• Page extract:
_____

New Zealand physical organic chemist

Dame Charmian Jocelyn O'Connor (née Bishop, born 4 August 1937) is a New Zealand physical organic chemist. She became the first female professor of chemistry at the University of Auckland in 1986, and retired in 2004.

==Early life and education==
Born in Woodville on 4 August 1937, the daughter of Cecil and Kathrene Bishop, O'Connor was educated at Hastings High School and Auckland Girls' Grammar School. She went on to study chemistry at Auckland University College, graduating Bachelor of Science in 1957, Master of Science with first-class honours in 1958, and completing a PhD in physical organic chemistry in 1963 at what by that time had become the University of Auckland.

==Academic and research career==
O'Connor was appointed as a lecturer in chemistry at Auckland University College in 1958, rising to the rank of professor in 1986, becoming Auckland's first female professor of chemistry. When she retired in 2004, O'Connor was conferred the title of professor emeritus by the University of Auckland.

O'Connor has also held visiting positions at several other universities. In 1963, she took leave from Auckland to be a postdoctoral researcher at University College London, having been awarded a fellowship by New Zealand Federation of University Women, which also paid for her research trip to University of California, Santa Barbara in the same year. She returned to London in 1972, this time for a post at Imperial College, where she worked with future Nobel laureate Geoffrey Wilkinson, supported by a grant from the Canadian Federation of University Women. The same year, she received a Fulbright grant for a visiting position at Texas A&M University. O'Connor also held visiting professorships at Universities of Nagasaki and Tokushima in Japan.

O'Connor authored or co-authored more than 300 scientific papers in refereed journals. Her research focused on the mechanisms and kinetics of reactions involving biologically active compounds. In 1973, she was conferred the degree of Doctor of Science (DSc) by the University of Auckland on the basis of published papers submitted, becoming the first woman in New Zealand to be awarded a DSc.

During her career at Auckland, O'Connor held many administrative roles at the university, including serving as the inaugural assistant vice-chancellor, equal employment opportunities and staff development, from 1987 to 1998, and deputy vice-chancellor in 1994.

==Other activities==
O'Connor served as a member of the Ministerial Advisory Group for science and technology, and on the national commission for UNESCO. Between 1979 and 1981, she was the national president of the New Zealand Federation of University Women. In 2005, she founded the Kate Edger Foundation, which awards upwards of in scholarships and fellowships to women annually. A Master’s Degree in Science scholarship of is awarded annually by the foundation in O'Connor's honour. She served as the foundation's chair of trustee board for nine years from its establishment and remained as a trustee until 2021.

O'Connor served on the councils of a number of educational institutions, including the Manukau Institute of Technology, Unitec Institute of Technology, and the Diocesan School for Girls.

Between 1961 and 1962, O'Connor was the secretary of the Auckland branch of the New Zealand Institute of Chemistry, and was later a member of the Academy Council of the Royal Society of New Zealand.

In 1982, O'Connor was appointed as a justice of the peace.

==Honours and awards==
In the 1989 Queen's Birthday Honours, O'Connor was appointed a Commander of the Order of the British Empire, for services to chemistry, education and the community. She became a Dame Companion of the New Zealand Order of Merit, for services to chemistry and education, in the 2018 Queen's Birthday Honours.

O'Connor was elected a Fellow of the Royal Society of New Zealand in 1986, and is also a Fellow of the Royal Society of Chemistry and a Fellow of the New Zealand Institute of Chemistry.

In 2018, during the celebrations to mark 125 years of women's suffrage in New Zealand, the science faculty at the University of Auckland was temporarily renamed the Dame Charmian O'Connor Faculty of Science in honour of O'Connor's contribution to science.
==Personal life==
In 1963, she married Peter Selwyn O'Connor and took on his surname. The couple have a son and a daughter.

_____

• Raw data:

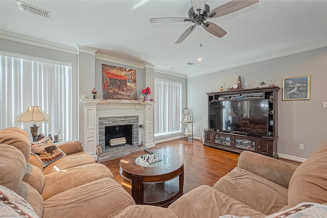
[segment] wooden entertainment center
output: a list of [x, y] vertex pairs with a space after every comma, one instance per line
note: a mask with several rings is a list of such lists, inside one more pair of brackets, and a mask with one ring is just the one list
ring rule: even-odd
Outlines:
[[[280, 88], [278, 86], [247, 89], [239, 88], [225, 91], [207, 93], [208, 128], [204, 130], [205, 137], [203, 145], [239, 153], [243, 151], [251, 151], [277, 158], [277, 92], [279, 89]], [[267, 119], [268, 135], [260, 135], [255, 134], [255, 133], [250, 133], [243, 131], [221, 131], [209, 128], [211, 102], [237, 100], [240, 102], [251, 100], [268, 100], [268, 114], [264, 114], [262, 118]], [[233, 111], [230, 115], [236, 116], [233, 113]], [[236, 124], [254, 125], [249, 123], [253, 122], [250, 119], [250, 117], [245, 116], [237, 118], [242, 120], [242, 122], [238, 121], [239, 124]], [[228, 125], [235, 124], [226, 124], [226, 126], [228, 126]]]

_____

• Requirement:
According to the biography of Charmian O'Connor, what organization did she found in 2005? The rows come from a source separate from the biography.

• Expected output:
The Kate Edger Foundation.